_Problem details_
Would you repeat exactly the part of the listing below that runs from the line containing "GET /bbox?q=operator's arm" down to the line containing "GET /bbox?q=w logo on boom", inclusive, and nothing else?

_Data to process_
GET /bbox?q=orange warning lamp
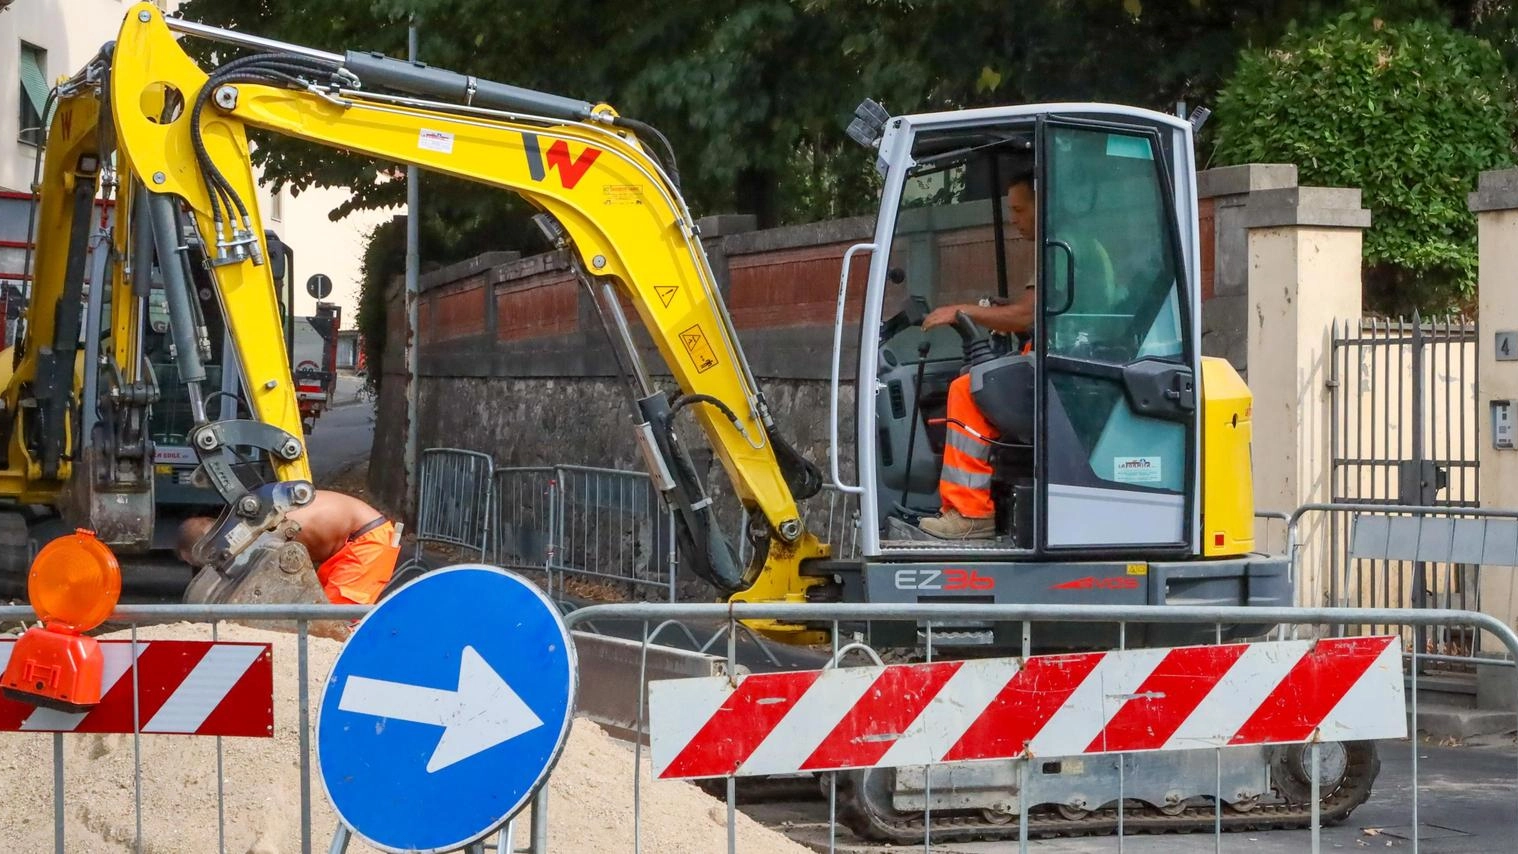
* * *
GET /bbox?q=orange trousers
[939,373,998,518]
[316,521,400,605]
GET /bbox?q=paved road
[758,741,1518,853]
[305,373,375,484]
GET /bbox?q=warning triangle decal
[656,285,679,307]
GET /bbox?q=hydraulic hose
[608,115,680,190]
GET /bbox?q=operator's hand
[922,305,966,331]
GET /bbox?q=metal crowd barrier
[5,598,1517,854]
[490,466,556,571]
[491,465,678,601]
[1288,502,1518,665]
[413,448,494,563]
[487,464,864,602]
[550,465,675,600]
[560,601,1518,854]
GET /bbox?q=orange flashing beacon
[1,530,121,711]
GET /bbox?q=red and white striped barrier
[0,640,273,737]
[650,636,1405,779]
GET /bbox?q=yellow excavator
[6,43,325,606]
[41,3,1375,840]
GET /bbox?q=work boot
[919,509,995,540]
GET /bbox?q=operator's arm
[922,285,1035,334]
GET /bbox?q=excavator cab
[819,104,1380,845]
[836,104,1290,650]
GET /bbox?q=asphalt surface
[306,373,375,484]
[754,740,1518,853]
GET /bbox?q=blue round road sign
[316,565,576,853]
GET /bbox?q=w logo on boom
--
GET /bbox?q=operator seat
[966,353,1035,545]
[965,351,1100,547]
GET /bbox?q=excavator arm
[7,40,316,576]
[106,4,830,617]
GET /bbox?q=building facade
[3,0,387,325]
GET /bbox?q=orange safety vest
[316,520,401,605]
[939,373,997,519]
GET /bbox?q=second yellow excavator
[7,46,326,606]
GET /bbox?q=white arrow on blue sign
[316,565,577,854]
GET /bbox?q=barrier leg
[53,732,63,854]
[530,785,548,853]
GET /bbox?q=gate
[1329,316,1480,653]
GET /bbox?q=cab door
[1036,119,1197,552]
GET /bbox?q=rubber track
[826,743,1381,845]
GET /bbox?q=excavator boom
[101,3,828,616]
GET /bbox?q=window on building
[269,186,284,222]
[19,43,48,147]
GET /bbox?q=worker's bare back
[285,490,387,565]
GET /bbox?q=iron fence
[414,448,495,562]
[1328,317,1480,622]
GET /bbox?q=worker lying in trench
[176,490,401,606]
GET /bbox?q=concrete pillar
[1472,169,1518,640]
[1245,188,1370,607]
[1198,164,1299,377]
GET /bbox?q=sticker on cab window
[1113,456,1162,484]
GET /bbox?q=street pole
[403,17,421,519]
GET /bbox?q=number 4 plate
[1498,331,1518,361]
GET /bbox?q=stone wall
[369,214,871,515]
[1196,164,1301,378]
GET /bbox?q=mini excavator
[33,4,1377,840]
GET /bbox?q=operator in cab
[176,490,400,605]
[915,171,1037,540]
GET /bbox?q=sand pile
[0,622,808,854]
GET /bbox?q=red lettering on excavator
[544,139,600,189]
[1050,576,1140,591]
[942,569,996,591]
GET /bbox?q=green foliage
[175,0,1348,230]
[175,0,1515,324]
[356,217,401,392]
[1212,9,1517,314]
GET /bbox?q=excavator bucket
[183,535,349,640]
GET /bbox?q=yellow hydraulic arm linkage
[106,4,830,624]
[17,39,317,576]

_Solution for this exercise_
GET /bbox?q=operator's arm
[922,285,1035,334]
GET /bbox?q=excavator cab
[819,104,1380,845]
[836,104,1290,650]
GET /bbox?q=asphalt surface
[306,373,375,484]
[754,740,1518,853]
GET /bbox?q=blue round road sign
[316,565,576,853]
GET /bbox?q=w logo on boom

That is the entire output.